----- 给定原文 -----

君影草,一朵一朵,低头匍匐在地上,东风戏铃般,搁浅。春风,蹒跚而来,皓曜,妖娆了万千风景,耀得嫩叶,一缕一缕。我和你擦肩了无数次,这一次等你,等了数十年。
过往的我,走不了,迈不出。那年,只想和你抵死缠绵,却没有个结果,也许心中从未有个春,你很美,可从未盛开过。一抹岁月,浇灌了我的心田,深沉而又庄重,也该是繁花似锦了。
接莲碧叶,更雨满蹊,般般入画,皎若夭桃。那年,一滴泪留下,犹如尘土。浅浅的,又被轻易抹去了。
心中的情,岁月的痕,未央,静好。故人,那承诺的誓言,忘于厘毫间。那年,犹豫不决,没有个盼头,如今看来,待春还,需自含苞待放,一切都显得那么荒唐可笑。
满山遍野的白茶花,微岚過之,飘飘渺渺,氤氳迷离。鸟语花香,思绪回到了肉体,驱散了黯然。那年,碎碎念,深深葬,我做不了一个安然的女子,也没有能迎笑的故人,等待,糜烂了浮躁。
惟春,洗礼了斜阳,带着一丝朦胧,一丝心动,让人沉醉。冷若冰霜的我,芳华尽;满腔热忱的我,朱颜弃;温文儒雅的我,几经出。那年,童稚之心,难藏,难藏。
你若盛开,春风自来。信手折一枝香,我断然是不会的,我怕,春天里的连理子,丢失在风里,找不到方向,你却静若素墨,淡水如云,听花,诉着人世浮华。那年,逃避了岁月,碾压了心窍,是什么蒙蔽了双眼。
春光无限,人间天堂,伊甸园的曙光,就怕那秋收冬藏。鳞次栉比的阁楼里,酒伴友,迂腐而又毒滥,倘若你真心诚意,是否还会打扰了缘香,发誓,未辜负这清风明月。我愿捧一卷书,走万里路,畅游于天地,淳朴的心灵,悄然而至,相爱相求。

-----

▸ **任务说明 A**
请照原样复制原文中从“接莲碧叶,更雨满蹊,般般入画”开始、直到并包括“笑的故人,等待,糜烂了浮躁。”的部分。
▸ **任务说明 B**
根据原文,满山遍野开着的是什么花?
▸ **任务说明 C**
将原文中以“满山遍野的白茶花”开头的段落改写为要点列表,保留其主要内容。
下列条目是独立材料,与原文无关。

----- 存储条目 -----

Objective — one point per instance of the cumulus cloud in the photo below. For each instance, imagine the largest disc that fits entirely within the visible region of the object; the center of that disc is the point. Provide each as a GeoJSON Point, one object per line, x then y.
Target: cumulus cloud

-----
----- 存储条目 -----

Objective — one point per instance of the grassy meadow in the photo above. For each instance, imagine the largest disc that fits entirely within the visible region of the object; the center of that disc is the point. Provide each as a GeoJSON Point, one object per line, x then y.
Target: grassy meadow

-----

▸ **正确答案 A**
接莲碧叶,更雨满蹊,般般入画,皎若夭桃。那年,一滴泪留下,犹如尘土。浅浅的,又被轻易抹去了。
心中的情,岁月的痕,未央,静好。故人,那承诺的誓言,忘于厘毫间。那年,犹豫不决,没有个盼头,如今看来,待春还,需自含苞待放,一切都显得那么荒唐可笑。
满山遍野的白茶花,微岚過之,飘飘渺渺,氤氳迷离。鸟语花香,思绪回到了肉体,驱散了黯然。那年,碎碎念,深深葬,我做不了一个安然的女子,也没有能迎笑的故人,等待,糜烂了浮躁。

▸ **正确答案 B**
白茶花。

▸ **正确答案 C**
- 满山遍野开着白茶花,微岚拂过,景象缥缈迷离。
- 鸟语花香让思绪回到肉体,驱散了黯然。
- 那年,“我”碎碎念、深深葬,做不了安然的女子,也没有能迎笑的故人,等待糜烂了浮躁。